(Point localization data)

......

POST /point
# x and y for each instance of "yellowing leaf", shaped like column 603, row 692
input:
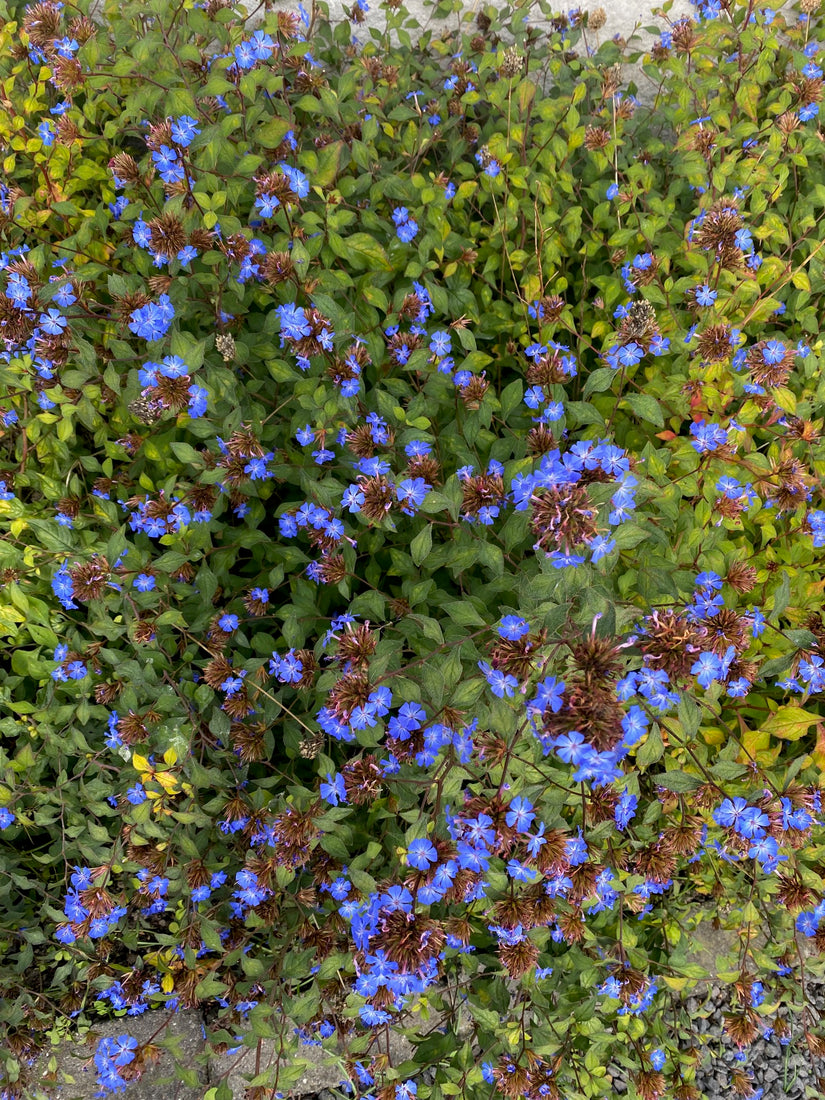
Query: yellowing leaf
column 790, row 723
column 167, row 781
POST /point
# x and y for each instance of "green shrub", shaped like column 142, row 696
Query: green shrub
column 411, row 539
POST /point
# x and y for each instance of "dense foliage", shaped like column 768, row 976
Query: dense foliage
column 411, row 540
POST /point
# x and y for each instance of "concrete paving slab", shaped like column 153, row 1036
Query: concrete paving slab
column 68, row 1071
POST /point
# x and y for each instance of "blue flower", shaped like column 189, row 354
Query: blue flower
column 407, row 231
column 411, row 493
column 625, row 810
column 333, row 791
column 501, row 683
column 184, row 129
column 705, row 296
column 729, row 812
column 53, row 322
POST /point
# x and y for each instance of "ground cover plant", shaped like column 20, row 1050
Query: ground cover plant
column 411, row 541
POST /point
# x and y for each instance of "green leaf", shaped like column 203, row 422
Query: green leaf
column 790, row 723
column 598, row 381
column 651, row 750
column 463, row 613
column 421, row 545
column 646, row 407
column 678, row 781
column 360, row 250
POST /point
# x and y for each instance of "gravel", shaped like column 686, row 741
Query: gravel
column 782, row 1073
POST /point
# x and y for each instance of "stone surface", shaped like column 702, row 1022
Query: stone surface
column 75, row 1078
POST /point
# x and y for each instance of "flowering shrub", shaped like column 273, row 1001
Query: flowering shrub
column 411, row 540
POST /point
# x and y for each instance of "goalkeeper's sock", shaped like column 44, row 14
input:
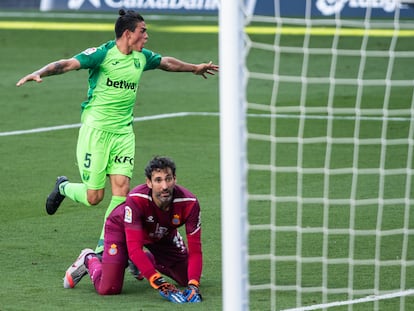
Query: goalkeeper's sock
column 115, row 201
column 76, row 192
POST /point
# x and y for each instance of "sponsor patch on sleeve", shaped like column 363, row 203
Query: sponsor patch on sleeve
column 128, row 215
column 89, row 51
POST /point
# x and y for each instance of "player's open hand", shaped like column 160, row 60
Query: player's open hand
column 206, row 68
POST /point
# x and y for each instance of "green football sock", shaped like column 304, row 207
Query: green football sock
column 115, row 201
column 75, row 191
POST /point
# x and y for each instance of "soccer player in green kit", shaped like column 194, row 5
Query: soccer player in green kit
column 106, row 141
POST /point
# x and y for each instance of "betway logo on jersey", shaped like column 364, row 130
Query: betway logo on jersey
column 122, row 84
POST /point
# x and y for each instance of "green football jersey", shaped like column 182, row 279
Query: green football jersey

......

_Task description_.
Omit the pictures. Repeat the rest of the data exactly.

_Expected output_.
POST /point
# x and y for each instance of "yellowing leaf", shaped like column 603, row 692
input:
Query: yellowing leaf
column 790, row 723
column 167, row 781
POST /point
# x and y for each instance of "green shrub", shaped like column 142, row 696
Query: green shrub
column 411, row 539
POST /point
# x and y for each instance of "dense foliage", shaped like column 768, row 976
Query: dense foliage
column 411, row 540
POST /point
# x and y for each instance of "concrete paving slab", shaped like column 153, row 1036
Query: concrete paving slab
column 68, row 1071
POST /point
# x and y for each instance of "blue flower", shaped like column 189, row 354
Query: blue flower
column 407, row 231
column 411, row 493
column 625, row 810
column 333, row 791
column 501, row 683
column 184, row 129
column 705, row 296
column 729, row 812
column 53, row 322
POST /point
# x and y for each instance of "ground cover plant", shaped like column 20, row 1050
Query: ground cover plant
column 411, row 541
POST /point
# x and y for each instance of "green leaf", shaped like column 203, row 422
Query: green leaf
column 790, row 723
column 598, row 381
column 651, row 750
column 463, row 613
column 421, row 545
column 646, row 407
column 678, row 781
column 360, row 250
POST /point
# x and y for each instance of "gravel", shaped like column 686, row 741
Query: gravel
column 782, row 1073
POST /point
# x and y for each instance of "stone surface", shaped like column 702, row 1022
Query: stone surface
column 75, row 1078
POST /point
# x and y for each instance of "flowering shrub", shaped like column 273, row 1001
Query: flowering shrub
column 411, row 540
POST /point
# x and y for each instance of "goalkeeper's sock", shaped like column 44, row 14
input:
Query: goalkeeper's sock
column 115, row 201
column 76, row 192
POST /point
# x and y for each instance of "sponsor patch on sleeve", shaped like column 363, row 203
Query: sponsor patch on sleeve
column 128, row 215
column 89, row 51
POST /point
# x and y for each instance of "player's open hand", shaped like column 160, row 60
Query: player's open hand
column 206, row 68
POST /point
# x and y for each instance of "green football sock", shaped like column 304, row 207
Query: green football sock
column 115, row 201
column 75, row 191
POST /point
# x and y for each instance of "soccer player in green kit", shaped like column 194, row 5
Query: soccer player in green kit
column 106, row 141
POST /point
# x and y for each instance of "betway logo on jersey", shaped like column 364, row 130
Query: betway logo on jersey
column 122, row 84
POST /point
# x and y for each instance of "green football jersey", shaped like column 182, row 279
Query: green football jersey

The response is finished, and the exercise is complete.